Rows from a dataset
══════

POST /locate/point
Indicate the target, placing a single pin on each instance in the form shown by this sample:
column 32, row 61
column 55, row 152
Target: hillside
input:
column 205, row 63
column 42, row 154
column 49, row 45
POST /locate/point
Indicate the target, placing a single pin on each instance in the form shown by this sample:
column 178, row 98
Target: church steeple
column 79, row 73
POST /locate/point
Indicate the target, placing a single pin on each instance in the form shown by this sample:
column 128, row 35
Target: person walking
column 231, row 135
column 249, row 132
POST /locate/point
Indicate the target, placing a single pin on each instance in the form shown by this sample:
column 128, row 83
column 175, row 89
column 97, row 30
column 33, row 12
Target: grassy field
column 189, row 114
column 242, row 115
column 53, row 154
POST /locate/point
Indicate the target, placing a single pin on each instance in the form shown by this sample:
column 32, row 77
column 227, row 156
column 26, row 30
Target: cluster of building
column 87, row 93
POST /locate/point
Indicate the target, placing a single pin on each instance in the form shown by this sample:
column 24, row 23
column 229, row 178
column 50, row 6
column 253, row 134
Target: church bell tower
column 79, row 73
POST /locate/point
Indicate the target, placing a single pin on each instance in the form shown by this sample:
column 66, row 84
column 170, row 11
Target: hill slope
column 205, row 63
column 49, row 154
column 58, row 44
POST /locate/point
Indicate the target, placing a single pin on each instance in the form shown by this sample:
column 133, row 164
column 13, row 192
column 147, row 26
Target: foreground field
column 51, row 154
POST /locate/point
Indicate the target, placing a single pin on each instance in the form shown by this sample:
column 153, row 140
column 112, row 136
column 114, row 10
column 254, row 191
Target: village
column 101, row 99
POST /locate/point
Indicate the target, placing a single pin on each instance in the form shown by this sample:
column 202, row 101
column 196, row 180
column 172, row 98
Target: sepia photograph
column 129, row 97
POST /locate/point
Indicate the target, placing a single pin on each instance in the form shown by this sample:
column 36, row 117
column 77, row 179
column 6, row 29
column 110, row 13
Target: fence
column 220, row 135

══════

Task to carry out: Transcribe the lines of the items above verbatim, starting with the first line of the items and going on through the line that contains "column 249, row 132".

Response below:
POST /locate/point
Indicate the target, placing a single pin on each instance in the form shown by this sample:
column 32, row 61
column 55, row 152
Target: hillside
input:
column 205, row 63
column 42, row 154
column 49, row 45
POST /locate/point
Indicate the target, placing a single pin on each instance in the form shown by this sample:
column 178, row 98
Target: church steeple
column 79, row 73
POST /locate/point
Indicate the target, placing a single pin on each instance in the form shown by this sample:
column 128, row 35
Target: person walking
column 231, row 135
column 249, row 132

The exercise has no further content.